WHAT IS NEEDED: Copy out every line holding the string "brown" from the records below.

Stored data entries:
########
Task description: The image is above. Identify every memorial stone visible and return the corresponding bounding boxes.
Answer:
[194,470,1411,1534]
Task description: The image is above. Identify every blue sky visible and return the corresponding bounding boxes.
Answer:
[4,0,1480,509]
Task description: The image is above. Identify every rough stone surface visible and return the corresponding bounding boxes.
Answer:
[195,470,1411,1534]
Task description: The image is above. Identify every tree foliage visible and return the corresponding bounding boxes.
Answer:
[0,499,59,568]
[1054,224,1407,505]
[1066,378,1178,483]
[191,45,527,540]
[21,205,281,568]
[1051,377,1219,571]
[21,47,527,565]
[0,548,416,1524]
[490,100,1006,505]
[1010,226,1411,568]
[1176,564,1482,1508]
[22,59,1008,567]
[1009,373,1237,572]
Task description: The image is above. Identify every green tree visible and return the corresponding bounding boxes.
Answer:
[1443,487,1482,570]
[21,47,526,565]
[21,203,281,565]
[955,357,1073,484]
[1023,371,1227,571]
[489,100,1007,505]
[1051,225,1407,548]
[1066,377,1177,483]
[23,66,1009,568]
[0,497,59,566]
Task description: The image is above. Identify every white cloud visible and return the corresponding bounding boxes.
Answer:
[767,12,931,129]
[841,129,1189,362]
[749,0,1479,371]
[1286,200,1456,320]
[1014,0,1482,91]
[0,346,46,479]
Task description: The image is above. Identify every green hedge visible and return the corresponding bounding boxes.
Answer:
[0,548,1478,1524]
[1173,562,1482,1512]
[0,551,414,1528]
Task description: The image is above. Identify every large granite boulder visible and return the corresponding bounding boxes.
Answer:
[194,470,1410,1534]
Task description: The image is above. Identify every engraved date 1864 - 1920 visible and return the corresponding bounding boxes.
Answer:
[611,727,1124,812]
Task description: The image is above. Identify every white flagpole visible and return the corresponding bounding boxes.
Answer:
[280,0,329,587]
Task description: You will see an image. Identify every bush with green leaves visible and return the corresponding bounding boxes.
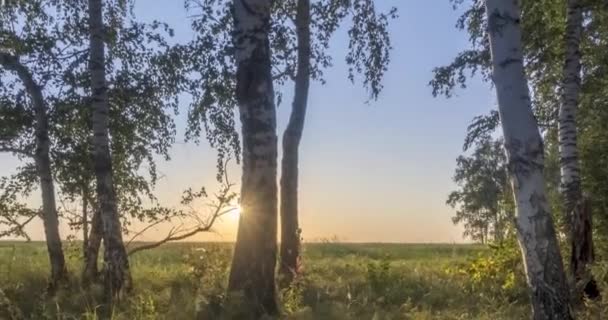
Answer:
[445,240,527,302]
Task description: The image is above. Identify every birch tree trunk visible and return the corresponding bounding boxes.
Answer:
[0,53,67,292]
[484,1,573,318]
[558,0,598,299]
[88,0,131,298]
[82,208,102,285]
[279,0,311,286]
[227,0,279,316]
[33,84,68,293]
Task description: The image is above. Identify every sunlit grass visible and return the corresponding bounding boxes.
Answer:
[2,241,600,319]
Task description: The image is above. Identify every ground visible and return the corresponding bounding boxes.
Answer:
[0,241,605,319]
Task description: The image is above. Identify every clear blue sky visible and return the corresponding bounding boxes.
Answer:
[0,0,495,242]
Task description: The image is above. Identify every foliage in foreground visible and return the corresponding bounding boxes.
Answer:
[1,242,608,319]
[0,242,516,319]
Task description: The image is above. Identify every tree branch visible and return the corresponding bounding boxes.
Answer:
[0,52,43,103]
[0,52,47,160]
[0,146,33,158]
[272,67,293,81]
[0,214,36,241]
[125,219,165,248]
[127,160,238,256]
[127,207,235,256]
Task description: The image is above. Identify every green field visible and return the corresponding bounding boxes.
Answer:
[0,241,599,319]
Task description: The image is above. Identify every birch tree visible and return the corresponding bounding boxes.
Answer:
[183,0,395,287]
[558,0,597,298]
[484,0,573,318]
[447,137,512,245]
[87,0,131,297]
[2,0,189,291]
[278,0,311,285]
[55,18,185,285]
[278,0,396,285]
[432,0,606,301]
[0,53,67,292]
[0,1,69,291]
[227,0,279,315]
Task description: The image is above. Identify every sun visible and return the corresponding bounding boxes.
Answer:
[227,204,241,221]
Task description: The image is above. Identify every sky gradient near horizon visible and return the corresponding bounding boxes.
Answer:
[0,0,495,243]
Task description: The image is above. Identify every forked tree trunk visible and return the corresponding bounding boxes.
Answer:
[227,0,279,316]
[484,1,573,319]
[558,0,598,300]
[88,0,131,298]
[280,0,311,286]
[82,208,102,285]
[0,53,67,292]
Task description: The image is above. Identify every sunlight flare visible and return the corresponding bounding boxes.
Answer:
[227,204,242,221]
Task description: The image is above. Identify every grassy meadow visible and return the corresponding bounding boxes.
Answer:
[0,241,606,319]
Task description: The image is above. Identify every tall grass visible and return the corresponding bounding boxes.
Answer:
[0,241,602,319]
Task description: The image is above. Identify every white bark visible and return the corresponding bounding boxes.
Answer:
[558,0,597,299]
[559,0,583,226]
[233,0,271,64]
[484,1,573,318]
[88,0,131,298]
[0,53,67,290]
[228,0,279,316]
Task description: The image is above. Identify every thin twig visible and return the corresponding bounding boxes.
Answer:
[127,159,238,256]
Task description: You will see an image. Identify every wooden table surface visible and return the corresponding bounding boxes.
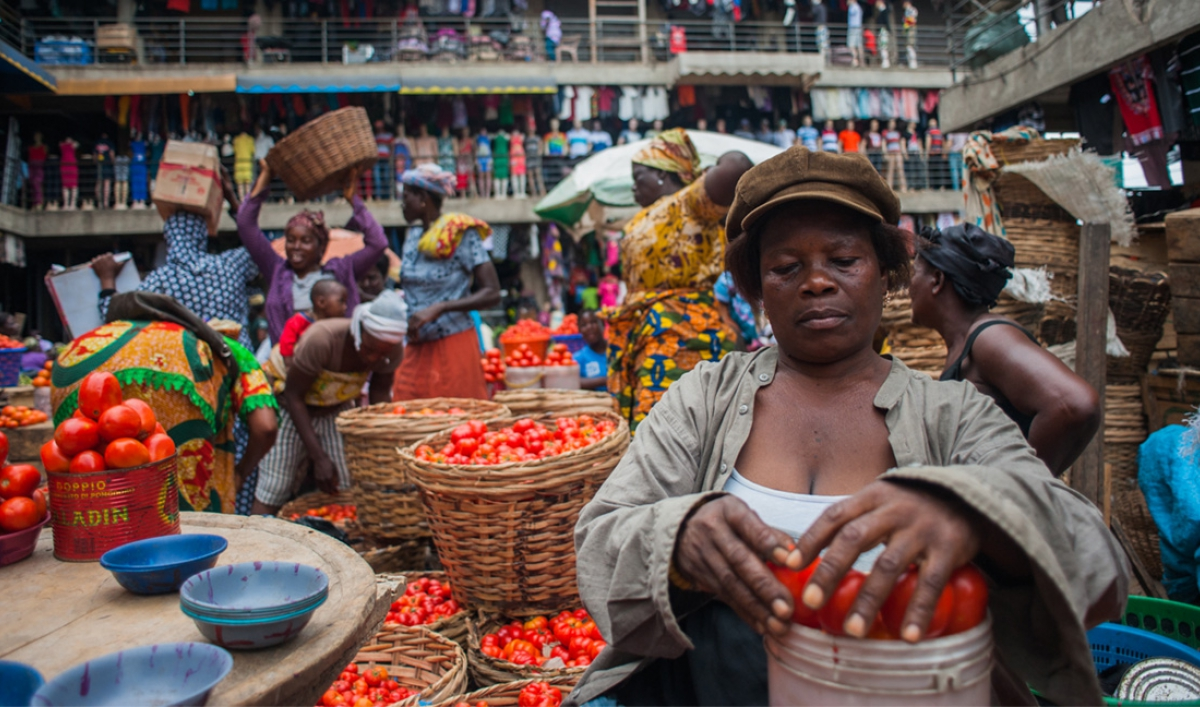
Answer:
[0,512,388,706]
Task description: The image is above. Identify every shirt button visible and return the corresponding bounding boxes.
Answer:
[758,373,770,382]
[720,463,728,472]
[738,404,748,414]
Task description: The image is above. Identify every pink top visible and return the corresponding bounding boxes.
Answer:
[599,277,620,309]
[59,141,77,164]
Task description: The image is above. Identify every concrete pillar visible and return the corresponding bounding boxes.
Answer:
[1034,0,1052,39]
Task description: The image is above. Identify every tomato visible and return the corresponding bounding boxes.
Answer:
[816,569,868,636]
[40,440,71,474]
[769,559,821,627]
[351,698,372,707]
[517,682,563,707]
[0,430,7,467]
[362,666,388,687]
[145,433,177,462]
[31,487,48,518]
[55,417,101,457]
[104,438,150,470]
[321,690,346,706]
[77,372,123,421]
[0,464,41,499]
[880,567,955,639]
[68,450,106,473]
[122,398,158,439]
[98,405,142,443]
[0,496,40,532]
[944,565,989,635]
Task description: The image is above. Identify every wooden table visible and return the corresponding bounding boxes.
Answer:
[0,513,388,705]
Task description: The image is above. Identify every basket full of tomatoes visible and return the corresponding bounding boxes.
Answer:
[335,398,511,544]
[498,320,551,360]
[320,625,466,707]
[0,431,50,567]
[467,609,604,687]
[436,678,576,707]
[383,573,467,646]
[401,412,628,616]
[41,371,180,562]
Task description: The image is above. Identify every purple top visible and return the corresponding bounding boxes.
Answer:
[236,192,387,343]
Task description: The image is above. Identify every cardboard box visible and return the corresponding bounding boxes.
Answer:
[96,23,137,49]
[152,141,223,235]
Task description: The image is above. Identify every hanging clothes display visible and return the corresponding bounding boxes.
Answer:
[596,87,617,117]
[678,85,696,108]
[558,86,574,121]
[574,86,594,122]
[1110,55,1165,146]
[618,87,640,122]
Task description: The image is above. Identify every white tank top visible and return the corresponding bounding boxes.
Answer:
[723,470,883,573]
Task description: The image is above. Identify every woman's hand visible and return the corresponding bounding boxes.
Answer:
[251,159,272,199]
[343,165,363,201]
[673,495,802,639]
[796,481,982,642]
[407,305,443,342]
[219,164,240,213]
[90,253,122,289]
[312,453,340,495]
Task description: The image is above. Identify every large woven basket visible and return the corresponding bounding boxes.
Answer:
[265,107,377,201]
[493,390,616,418]
[337,399,511,543]
[278,490,355,523]
[465,614,588,687]
[384,571,469,648]
[992,137,1079,167]
[1105,384,1161,581]
[277,498,429,573]
[431,677,577,707]
[1109,267,1171,383]
[351,625,467,707]
[402,411,630,616]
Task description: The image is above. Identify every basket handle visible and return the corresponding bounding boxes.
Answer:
[503,371,544,389]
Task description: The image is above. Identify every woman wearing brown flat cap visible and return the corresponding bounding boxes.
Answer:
[570,147,1127,707]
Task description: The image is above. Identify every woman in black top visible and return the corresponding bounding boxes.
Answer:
[909,224,1100,475]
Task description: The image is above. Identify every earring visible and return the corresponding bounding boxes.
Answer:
[657,178,664,185]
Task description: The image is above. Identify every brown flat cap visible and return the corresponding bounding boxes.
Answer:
[726,146,902,240]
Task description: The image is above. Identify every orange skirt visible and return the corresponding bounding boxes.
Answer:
[391,328,488,401]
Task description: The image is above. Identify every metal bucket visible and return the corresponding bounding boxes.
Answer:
[47,454,180,562]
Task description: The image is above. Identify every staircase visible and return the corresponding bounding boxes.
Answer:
[589,0,646,63]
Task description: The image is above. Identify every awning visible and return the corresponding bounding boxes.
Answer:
[54,74,235,95]
[0,41,57,93]
[399,75,556,95]
[236,75,400,93]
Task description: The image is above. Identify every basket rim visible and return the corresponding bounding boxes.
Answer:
[466,614,590,680]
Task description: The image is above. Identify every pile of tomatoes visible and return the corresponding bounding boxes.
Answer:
[390,405,468,416]
[0,405,48,428]
[543,344,576,368]
[30,360,53,388]
[413,416,616,466]
[0,432,48,533]
[289,504,356,524]
[517,682,563,707]
[480,348,506,383]
[505,343,544,369]
[0,335,23,350]
[317,664,413,707]
[480,609,606,669]
[770,560,989,640]
[384,576,462,627]
[41,372,176,474]
[498,319,550,344]
[551,315,579,336]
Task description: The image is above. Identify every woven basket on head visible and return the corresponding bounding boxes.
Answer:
[493,389,617,419]
[383,571,469,648]
[402,411,630,616]
[430,677,577,707]
[466,615,588,687]
[337,399,511,543]
[265,107,377,201]
[991,137,1080,167]
[351,626,467,707]
[1108,268,1171,383]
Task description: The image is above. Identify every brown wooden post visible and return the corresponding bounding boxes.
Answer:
[1072,222,1110,510]
[589,0,599,63]
[637,0,648,63]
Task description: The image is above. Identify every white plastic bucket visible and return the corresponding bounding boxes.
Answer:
[766,616,993,706]
[504,366,544,390]
[542,364,581,390]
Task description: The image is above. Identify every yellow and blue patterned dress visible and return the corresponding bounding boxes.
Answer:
[609,177,737,431]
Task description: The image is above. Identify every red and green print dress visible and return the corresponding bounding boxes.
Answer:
[51,321,277,513]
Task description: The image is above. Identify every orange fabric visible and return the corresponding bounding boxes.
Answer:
[678,85,696,107]
[391,328,487,401]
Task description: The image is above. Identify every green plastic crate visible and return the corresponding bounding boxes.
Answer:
[1104,596,1200,706]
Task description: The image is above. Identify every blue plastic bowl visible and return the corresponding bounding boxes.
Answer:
[0,660,44,707]
[183,599,324,650]
[30,642,232,706]
[179,561,328,615]
[100,535,228,595]
[1089,622,1200,671]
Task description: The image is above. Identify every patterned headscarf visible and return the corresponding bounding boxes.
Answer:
[285,210,330,249]
[401,163,458,198]
[632,128,700,185]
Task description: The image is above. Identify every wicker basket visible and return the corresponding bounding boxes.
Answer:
[493,389,617,418]
[337,399,511,543]
[1109,268,1171,383]
[466,615,588,687]
[430,677,577,707]
[352,626,467,707]
[278,490,356,523]
[991,137,1079,167]
[402,412,630,616]
[1105,384,1161,580]
[265,107,378,201]
[384,571,469,647]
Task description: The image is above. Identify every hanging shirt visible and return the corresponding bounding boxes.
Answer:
[884,129,903,153]
[591,130,614,152]
[233,133,255,164]
[545,131,567,156]
[839,129,861,152]
[567,128,592,158]
[867,131,883,151]
[375,131,394,158]
[796,125,819,151]
[619,129,642,145]
[848,2,862,27]
[574,87,595,122]
[558,87,575,121]
[927,128,944,155]
[820,129,839,152]
[907,132,922,155]
[253,133,274,161]
[1110,56,1165,146]
[903,4,918,29]
[618,87,641,122]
########
RESPONSE FOR THIS EXERCISE:
Task description: The image is above. Identify every woman wearing brown flat cap visible and return the corresponding bounding boxes.
Task description: The image is above. Identify every brown flat cap visible and return the corresponding bounding boxes.
Task description: The image is above. Identify every brown wooden post visible and return the corresponding bounding boxes.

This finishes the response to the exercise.